[The request]: Reproduce the items word for word from the very first line through the line containing "(1264, 245)", and include both of those lines. Omit the pictures from your copy.

── Input material ──

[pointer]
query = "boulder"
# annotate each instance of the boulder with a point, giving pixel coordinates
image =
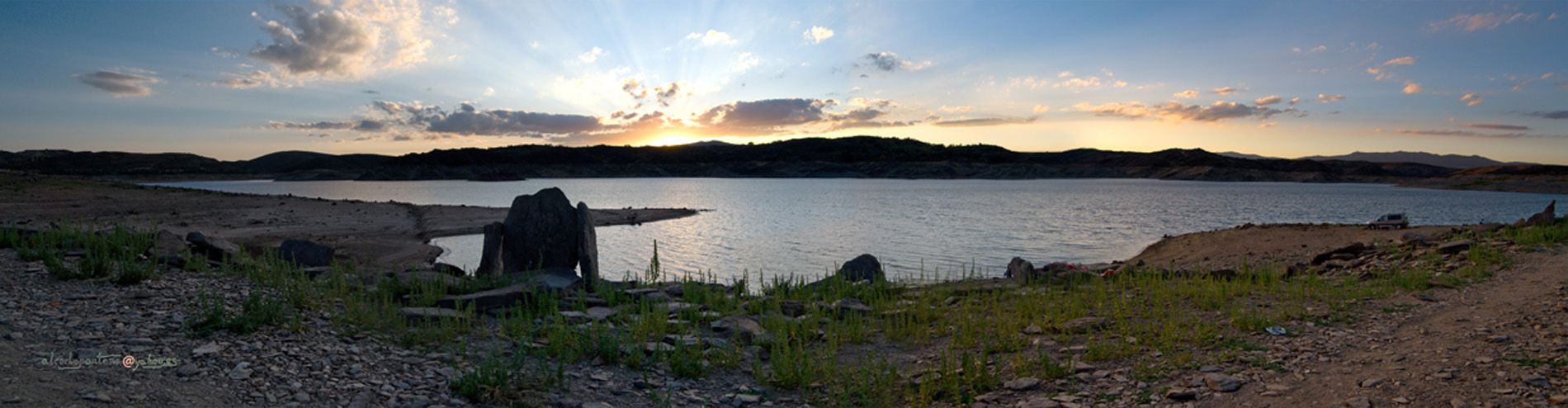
(1352, 250)
(587, 245)
(1019, 268)
(1545, 217)
(862, 267)
(212, 247)
(425, 314)
(541, 233)
(489, 259)
(306, 253)
(449, 268)
(742, 329)
(1084, 325)
(1456, 247)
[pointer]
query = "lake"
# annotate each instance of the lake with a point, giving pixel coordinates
(918, 228)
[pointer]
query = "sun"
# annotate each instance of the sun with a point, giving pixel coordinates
(670, 140)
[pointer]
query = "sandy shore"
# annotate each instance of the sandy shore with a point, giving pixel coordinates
(375, 235)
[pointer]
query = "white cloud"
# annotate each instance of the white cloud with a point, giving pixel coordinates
(712, 38)
(1411, 88)
(817, 33)
(744, 62)
(348, 40)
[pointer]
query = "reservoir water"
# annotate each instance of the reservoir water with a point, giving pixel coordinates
(918, 228)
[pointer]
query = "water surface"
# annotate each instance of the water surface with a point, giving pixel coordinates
(918, 228)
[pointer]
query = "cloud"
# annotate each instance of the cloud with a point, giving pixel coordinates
(712, 38)
(1471, 99)
(1400, 62)
(1498, 126)
(817, 33)
(1411, 88)
(1484, 21)
(121, 83)
(1178, 111)
(348, 40)
(891, 62)
(1550, 113)
(985, 121)
(590, 55)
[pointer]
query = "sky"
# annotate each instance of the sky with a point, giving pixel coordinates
(1286, 78)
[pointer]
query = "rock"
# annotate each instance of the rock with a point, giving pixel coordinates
(1545, 217)
(428, 314)
(1357, 402)
(1353, 249)
(1021, 383)
(599, 313)
(862, 267)
(449, 270)
(494, 298)
(305, 253)
(423, 277)
(847, 306)
(792, 308)
(1456, 247)
(740, 329)
(212, 247)
(489, 258)
(541, 233)
(97, 396)
(207, 349)
(168, 244)
(1181, 394)
(1019, 268)
(1084, 325)
(587, 245)
(1222, 383)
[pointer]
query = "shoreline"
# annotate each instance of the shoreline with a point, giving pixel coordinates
(383, 235)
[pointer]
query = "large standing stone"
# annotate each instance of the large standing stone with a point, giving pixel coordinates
(862, 267)
(306, 253)
(587, 247)
(541, 233)
(489, 261)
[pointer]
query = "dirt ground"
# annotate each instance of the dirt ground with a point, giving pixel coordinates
(388, 235)
(1264, 245)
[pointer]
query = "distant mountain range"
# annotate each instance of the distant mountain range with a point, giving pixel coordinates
(1444, 160)
(801, 157)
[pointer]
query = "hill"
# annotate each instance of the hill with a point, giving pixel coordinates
(1448, 160)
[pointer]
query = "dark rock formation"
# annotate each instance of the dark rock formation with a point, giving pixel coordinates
(541, 233)
(1545, 217)
(212, 247)
(306, 253)
(489, 259)
(862, 267)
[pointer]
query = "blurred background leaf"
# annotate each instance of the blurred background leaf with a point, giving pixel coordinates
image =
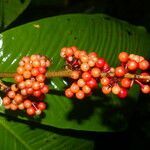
(18, 135)
(10, 10)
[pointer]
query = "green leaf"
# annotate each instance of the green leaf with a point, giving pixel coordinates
(10, 10)
(20, 136)
(100, 33)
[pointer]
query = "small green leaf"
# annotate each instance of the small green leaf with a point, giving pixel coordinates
(100, 33)
(10, 10)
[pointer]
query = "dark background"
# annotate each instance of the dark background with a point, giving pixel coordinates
(137, 12)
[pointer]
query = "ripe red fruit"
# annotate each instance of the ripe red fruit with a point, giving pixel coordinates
(30, 111)
(144, 65)
(120, 71)
(100, 63)
(92, 83)
(123, 57)
(126, 82)
(80, 95)
(69, 93)
(86, 76)
(27, 103)
(123, 93)
(132, 65)
(41, 106)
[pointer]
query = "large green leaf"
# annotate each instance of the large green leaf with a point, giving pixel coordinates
(10, 10)
(20, 136)
(100, 33)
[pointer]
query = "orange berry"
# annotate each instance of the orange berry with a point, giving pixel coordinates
(69, 93)
(81, 82)
(18, 78)
(6, 100)
(80, 95)
(11, 94)
(123, 57)
(74, 88)
(20, 70)
(106, 89)
(85, 67)
(95, 72)
(27, 74)
(75, 75)
(86, 89)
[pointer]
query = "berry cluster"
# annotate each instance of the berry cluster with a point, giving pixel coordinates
(30, 88)
(89, 70)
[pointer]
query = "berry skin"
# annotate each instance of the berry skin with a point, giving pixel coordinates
(85, 67)
(95, 72)
(27, 103)
(86, 76)
(132, 65)
(145, 89)
(31, 111)
(126, 82)
(123, 93)
(123, 57)
(20, 70)
(81, 82)
(86, 89)
(13, 106)
(69, 93)
(80, 95)
(105, 81)
(92, 83)
(18, 78)
(116, 89)
(106, 89)
(11, 94)
(144, 65)
(27, 74)
(6, 100)
(75, 75)
(120, 71)
(41, 106)
(74, 88)
(100, 63)
(45, 89)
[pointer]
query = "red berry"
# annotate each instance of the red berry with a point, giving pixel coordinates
(86, 76)
(41, 106)
(105, 81)
(100, 63)
(80, 95)
(30, 111)
(120, 71)
(126, 82)
(144, 65)
(106, 89)
(123, 57)
(27, 103)
(123, 93)
(132, 65)
(92, 83)
(69, 93)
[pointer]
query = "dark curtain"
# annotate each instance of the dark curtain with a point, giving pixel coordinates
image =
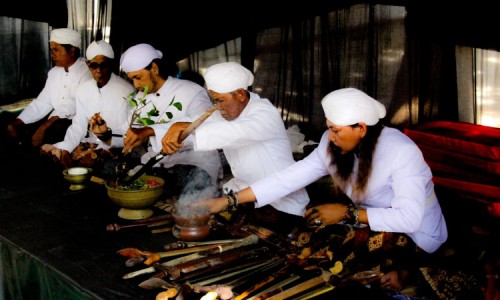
(25, 58)
(380, 49)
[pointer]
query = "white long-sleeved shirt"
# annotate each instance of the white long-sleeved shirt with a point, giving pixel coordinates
(59, 93)
(256, 145)
(110, 101)
(195, 101)
(399, 196)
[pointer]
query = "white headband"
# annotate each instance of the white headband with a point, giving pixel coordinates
(138, 57)
(350, 106)
(228, 77)
(100, 48)
(66, 36)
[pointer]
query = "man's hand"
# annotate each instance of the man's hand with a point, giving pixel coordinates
(97, 124)
(136, 137)
(170, 142)
(37, 138)
(331, 213)
(13, 127)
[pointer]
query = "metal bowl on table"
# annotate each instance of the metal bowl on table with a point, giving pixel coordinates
(136, 202)
(78, 177)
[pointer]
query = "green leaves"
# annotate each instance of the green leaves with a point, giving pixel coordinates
(140, 103)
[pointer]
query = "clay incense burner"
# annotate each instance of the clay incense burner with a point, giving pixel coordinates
(190, 225)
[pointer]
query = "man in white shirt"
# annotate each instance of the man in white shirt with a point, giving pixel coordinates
(172, 99)
(102, 113)
(251, 132)
(49, 115)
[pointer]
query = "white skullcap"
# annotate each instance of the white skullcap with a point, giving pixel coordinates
(100, 48)
(350, 106)
(138, 57)
(66, 36)
(227, 77)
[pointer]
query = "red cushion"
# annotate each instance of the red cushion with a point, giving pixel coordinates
(460, 160)
(458, 137)
(482, 191)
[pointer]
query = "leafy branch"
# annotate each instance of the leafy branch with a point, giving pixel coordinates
(139, 104)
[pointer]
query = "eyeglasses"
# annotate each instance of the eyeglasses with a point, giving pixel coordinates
(103, 65)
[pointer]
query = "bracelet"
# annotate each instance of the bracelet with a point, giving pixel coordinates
(356, 217)
(351, 214)
(234, 195)
(106, 135)
(232, 200)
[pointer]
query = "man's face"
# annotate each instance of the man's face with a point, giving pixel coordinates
(230, 104)
(143, 78)
(100, 67)
(345, 137)
(59, 55)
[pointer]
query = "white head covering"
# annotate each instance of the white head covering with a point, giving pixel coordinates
(227, 77)
(66, 36)
(138, 57)
(100, 48)
(350, 106)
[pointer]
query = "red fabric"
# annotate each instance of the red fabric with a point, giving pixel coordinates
(483, 191)
(457, 160)
(443, 169)
(458, 137)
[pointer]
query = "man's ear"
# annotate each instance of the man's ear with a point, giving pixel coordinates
(242, 93)
(154, 69)
(362, 129)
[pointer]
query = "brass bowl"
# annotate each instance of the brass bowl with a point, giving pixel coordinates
(191, 226)
(77, 177)
(135, 204)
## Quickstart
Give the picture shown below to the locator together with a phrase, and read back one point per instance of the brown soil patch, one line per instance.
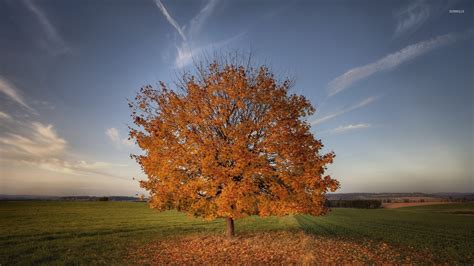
(408, 204)
(273, 248)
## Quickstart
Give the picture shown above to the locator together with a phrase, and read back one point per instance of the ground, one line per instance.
(129, 232)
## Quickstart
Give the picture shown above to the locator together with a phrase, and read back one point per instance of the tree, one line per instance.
(229, 141)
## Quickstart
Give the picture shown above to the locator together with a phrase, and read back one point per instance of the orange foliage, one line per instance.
(230, 141)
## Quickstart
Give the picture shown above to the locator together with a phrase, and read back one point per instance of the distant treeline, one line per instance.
(359, 204)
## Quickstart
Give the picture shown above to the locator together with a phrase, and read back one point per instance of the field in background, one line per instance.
(395, 205)
(104, 232)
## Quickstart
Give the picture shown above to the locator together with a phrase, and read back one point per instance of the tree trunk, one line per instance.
(230, 227)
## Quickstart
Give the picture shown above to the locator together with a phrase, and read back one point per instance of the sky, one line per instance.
(392, 83)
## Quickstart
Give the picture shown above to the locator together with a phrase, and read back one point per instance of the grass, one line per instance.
(102, 232)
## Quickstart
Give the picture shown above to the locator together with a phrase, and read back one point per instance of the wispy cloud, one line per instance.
(343, 111)
(42, 141)
(114, 135)
(393, 60)
(187, 49)
(346, 128)
(39, 145)
(170, 19)
(410, 18)
(14, 94)
(4, 115)
(56, 43)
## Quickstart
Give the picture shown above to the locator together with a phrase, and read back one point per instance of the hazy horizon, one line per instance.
(392, 83)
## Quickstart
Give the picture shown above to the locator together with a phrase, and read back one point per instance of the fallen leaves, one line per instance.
(281, 247)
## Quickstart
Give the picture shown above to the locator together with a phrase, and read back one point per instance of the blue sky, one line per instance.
(392, 82)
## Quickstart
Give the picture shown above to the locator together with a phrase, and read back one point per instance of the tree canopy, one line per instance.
(230, 141)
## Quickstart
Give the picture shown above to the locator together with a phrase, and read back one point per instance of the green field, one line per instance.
(102, 232)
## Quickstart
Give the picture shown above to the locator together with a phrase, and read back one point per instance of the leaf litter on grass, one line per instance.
(280, 247)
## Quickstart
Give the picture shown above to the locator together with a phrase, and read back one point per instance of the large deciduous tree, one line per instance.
(229, 141)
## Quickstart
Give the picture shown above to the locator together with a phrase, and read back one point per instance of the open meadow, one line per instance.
(53, 232)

───

[Exercise result]:
[pointer]
query = "boulder"
# annotate each instance of the boulder with a point, giving pixel coordinates
image =
(1352, 250)
(587, 245)
(1019, 268)
(1545, 217)
(862, 267)
(212, 247)
(425, 314)
(541, 233)
(489, 259)
(306, 253)
(449, 268)
(742, 329)
(1084, 325)
(1456, 247)
[pointer]
query = "lake"
# annotate each instance of the lake with a point, giving pixel coordinates
(918, 228)
[pointer]
query = "sun"
# annotate each instance of the sun with a point, giving pixel coordinates
(670, 140)
[pointer]
query = "sandy shore"
# annotate each instance of the sandy shore with a point, giving pixel coordinates
(375, 235)
[pointer]
query = "white cloud"
# annotate each instance of the white cloud with a point, giving pixel coordinates
(712, 38)
(1411, 88)
(817, 33)
(744, 62)
(348, 40)
[pointer]
query = "reservoir water"
# annotate each instance of the reservoir water with a point, giving pixel coordinates
(918, 228)
[pointer]
query = "water surface"
# annotate each instance of the water surface with a point, giving pixel coordinates
(918, 228)
[pointer]
query = "cloud"
# annotate each instance of the cloud with a point, giving pixel coordinates
(712, 38)
(1471, 99)
(1400, 62)
(1498, 126)
(817, 33)
(1411, 88)
(1484, 21)
(121, 83)
(1178, 111)
(348, 40)
(891, 62)
(1550, 113)
(985, 121)
(590, 55)
[pointer]
query = "sky"
# annotate each instance of the sky with a point, giving pixel coordinates
(1286, 78)
[pointer]
query = "rock"
# annotate each instance of the rock with a point, giving pixel coordinates
(1545, 217)
(428, 314)
(1357, 402)
(1353, 249)
(1021, 383)
(599, 313)
(862, 267)
(449, 270)
(494, 298)
(305, 253)
(423, 277)
(847, 306)
(792, 308)
(1456, 247)
(740, 329)
(212, 247)
(489, 258)
(541, 233)
(97, 396)
(207, 349)
(168, 244)
(1181, 394)
(1019, 268)
(1084, 325)
(587, 245)
(1222, 383)
[pointer]
query = "shoreline"
# annotate each instance of the shoreline with a point, giving pixel coordinates
(383, 235)
[pointer]
query = "large standing stone"
# annotate each instance of the large standing stone with a point, giving pixel coordinates
(862, 267)
(306, 253)
(587, 247)
(541, 233)
(489, 261)
[pointer]
query = "dirt ground"
# annotate each instance of the dirt ground with a point, giving pixel coordinates
(388, 235)
(1264, 245)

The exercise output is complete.